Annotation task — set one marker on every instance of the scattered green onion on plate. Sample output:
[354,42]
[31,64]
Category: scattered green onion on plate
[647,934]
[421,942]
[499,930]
------
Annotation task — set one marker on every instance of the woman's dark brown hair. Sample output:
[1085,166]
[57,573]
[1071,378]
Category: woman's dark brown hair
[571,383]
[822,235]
------
__Exercise details__:
Return every line above where "instance" appears.

__Solved exercise__:
Annotation task — set one marker on every instance of the scattered green onion on plate. Sample output:
Annotation task — set one marker on every instance of the woman's dark brown hair. Sample output:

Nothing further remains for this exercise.